View Full Version : Strategies for Living with ADD Mega Thread


tortilaman
06-13-12, 03:31 AM
To start off, I gave this post some thought, but I can guarantee that I became impatient staring at this trying to write everything I've learned and forgot some stuff I meant to put here. Also, I'm not an expert or a professional and don’t know everything. Please post comments and suggestions, and I’ll add anything mentioned to the OP up here. If there is a topic I have completely left out, let me know and I will add everything I know on the topic, as well as anything you or anybody else suggests. My organization is not the best, so hit ctrl + f to search the post for whatever topic you’re curious about, as there might be some info in there, but just in a stupid place. Also, I'm going to grab the first few posts since this might get bigger.

Table of Contents:


Strategies & Tips
Systems
Links

Strategies:

Using Lists:


Carry a notebook with you at all times and write down anything you want to do or remember.. (Consider getting a waterproof notepad as well, you never know what you’ll think up in the shower) http://www.riteintherain.com/ (http://www.riteintherain.com/)

◆ **What to do**
1) In the forum post, why does the author suggest getting a waterproof notepad?
2) Report each line of the listing that contains the string "rise".

◆ **Data records**
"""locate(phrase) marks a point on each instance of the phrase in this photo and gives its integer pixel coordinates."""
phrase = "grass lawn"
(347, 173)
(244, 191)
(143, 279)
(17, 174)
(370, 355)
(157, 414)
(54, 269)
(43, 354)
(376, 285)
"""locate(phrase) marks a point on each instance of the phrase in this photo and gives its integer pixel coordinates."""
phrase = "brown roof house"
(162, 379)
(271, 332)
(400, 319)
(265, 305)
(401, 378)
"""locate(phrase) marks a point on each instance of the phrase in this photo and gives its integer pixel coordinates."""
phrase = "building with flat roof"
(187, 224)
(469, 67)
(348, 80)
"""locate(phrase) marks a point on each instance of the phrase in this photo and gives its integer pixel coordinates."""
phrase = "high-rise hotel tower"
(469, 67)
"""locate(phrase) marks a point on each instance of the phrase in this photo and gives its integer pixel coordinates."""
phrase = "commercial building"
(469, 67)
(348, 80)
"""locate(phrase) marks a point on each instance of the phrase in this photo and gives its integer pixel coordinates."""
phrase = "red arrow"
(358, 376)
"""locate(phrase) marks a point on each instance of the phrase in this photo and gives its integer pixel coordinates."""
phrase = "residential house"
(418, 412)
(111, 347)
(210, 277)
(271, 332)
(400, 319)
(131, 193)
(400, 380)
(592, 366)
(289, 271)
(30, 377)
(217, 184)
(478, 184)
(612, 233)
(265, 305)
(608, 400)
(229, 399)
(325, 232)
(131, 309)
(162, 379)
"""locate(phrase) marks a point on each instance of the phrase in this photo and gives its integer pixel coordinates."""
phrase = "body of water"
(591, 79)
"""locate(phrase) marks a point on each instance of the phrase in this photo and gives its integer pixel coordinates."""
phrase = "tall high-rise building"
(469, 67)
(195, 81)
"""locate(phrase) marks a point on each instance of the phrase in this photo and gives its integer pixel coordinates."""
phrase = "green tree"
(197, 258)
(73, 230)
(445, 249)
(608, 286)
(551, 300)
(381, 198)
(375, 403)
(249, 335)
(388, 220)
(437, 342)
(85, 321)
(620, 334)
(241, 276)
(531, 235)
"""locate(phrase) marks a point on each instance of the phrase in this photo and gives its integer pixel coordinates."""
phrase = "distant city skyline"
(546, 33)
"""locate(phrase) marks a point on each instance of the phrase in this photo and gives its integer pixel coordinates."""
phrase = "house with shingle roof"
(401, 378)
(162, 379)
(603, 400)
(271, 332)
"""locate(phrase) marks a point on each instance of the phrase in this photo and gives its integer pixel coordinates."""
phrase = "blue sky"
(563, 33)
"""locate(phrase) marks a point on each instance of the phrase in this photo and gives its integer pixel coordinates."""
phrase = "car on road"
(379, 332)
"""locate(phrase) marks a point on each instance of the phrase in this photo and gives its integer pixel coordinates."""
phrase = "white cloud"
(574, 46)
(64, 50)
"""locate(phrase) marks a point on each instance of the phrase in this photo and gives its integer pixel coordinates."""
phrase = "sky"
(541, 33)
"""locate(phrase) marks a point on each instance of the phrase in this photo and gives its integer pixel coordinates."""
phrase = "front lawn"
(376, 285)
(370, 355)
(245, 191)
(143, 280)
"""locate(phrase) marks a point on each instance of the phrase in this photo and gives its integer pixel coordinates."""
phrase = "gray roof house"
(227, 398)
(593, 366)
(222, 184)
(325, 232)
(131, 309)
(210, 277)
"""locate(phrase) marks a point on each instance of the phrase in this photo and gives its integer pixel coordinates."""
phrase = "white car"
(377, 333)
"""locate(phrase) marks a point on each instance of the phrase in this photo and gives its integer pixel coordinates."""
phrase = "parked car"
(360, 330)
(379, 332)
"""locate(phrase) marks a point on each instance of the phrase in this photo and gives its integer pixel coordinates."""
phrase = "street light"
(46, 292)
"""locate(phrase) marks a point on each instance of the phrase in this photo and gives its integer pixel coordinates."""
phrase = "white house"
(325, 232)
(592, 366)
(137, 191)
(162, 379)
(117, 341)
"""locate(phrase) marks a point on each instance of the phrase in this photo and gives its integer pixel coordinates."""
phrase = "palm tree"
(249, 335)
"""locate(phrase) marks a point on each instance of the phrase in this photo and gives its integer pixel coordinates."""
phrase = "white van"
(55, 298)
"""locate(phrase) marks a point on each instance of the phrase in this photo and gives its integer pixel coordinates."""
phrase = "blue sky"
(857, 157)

◆ **Solutions to the exercise**
1) The author suggests it because you never know what you'll think up in the shower.

2)
phrase = "high-rise hotel tower"
phrase = "tall high-rise building"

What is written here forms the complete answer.